# Task statement
Locate each line in the entries below that contains the string "every", and copy those lines out. Treat uppercase and lowercase as different.

========

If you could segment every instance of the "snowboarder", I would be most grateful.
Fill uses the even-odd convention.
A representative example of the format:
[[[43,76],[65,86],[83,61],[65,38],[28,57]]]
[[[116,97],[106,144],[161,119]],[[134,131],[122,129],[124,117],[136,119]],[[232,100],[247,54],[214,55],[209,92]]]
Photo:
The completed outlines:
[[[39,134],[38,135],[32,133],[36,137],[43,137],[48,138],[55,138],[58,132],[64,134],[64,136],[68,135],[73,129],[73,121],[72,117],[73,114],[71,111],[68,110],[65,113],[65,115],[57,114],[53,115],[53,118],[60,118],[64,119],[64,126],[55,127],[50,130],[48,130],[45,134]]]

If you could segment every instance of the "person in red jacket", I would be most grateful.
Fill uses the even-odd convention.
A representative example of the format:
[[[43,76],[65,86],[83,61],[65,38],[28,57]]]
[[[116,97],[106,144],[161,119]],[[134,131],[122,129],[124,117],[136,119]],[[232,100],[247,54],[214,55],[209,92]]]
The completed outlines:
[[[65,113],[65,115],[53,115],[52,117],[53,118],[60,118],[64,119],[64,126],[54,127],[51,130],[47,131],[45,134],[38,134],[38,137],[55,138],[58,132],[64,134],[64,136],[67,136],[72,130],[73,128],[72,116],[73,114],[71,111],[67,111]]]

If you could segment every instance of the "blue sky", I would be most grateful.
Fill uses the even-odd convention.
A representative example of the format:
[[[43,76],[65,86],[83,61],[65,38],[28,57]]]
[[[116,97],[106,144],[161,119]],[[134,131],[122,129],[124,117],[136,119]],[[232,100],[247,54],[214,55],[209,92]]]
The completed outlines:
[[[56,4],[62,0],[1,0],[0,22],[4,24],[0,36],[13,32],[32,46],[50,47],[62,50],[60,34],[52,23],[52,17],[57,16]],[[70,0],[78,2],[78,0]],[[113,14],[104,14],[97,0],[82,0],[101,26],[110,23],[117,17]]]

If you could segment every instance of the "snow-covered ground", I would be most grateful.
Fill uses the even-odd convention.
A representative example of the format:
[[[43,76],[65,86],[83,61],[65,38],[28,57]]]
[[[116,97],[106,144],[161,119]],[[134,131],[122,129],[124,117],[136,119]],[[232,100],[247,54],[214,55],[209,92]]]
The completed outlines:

========

# Exercise answer
If you could segment every instance of the "snowboarder", I would be most grateful.
If you could segment every instance of the "person in red jacket", I would be most grateful.
If you could segment every instance of the "blue sky", I would be most grateful.
If you could segment every instance of the "snow-covered ground", I would be most grateful.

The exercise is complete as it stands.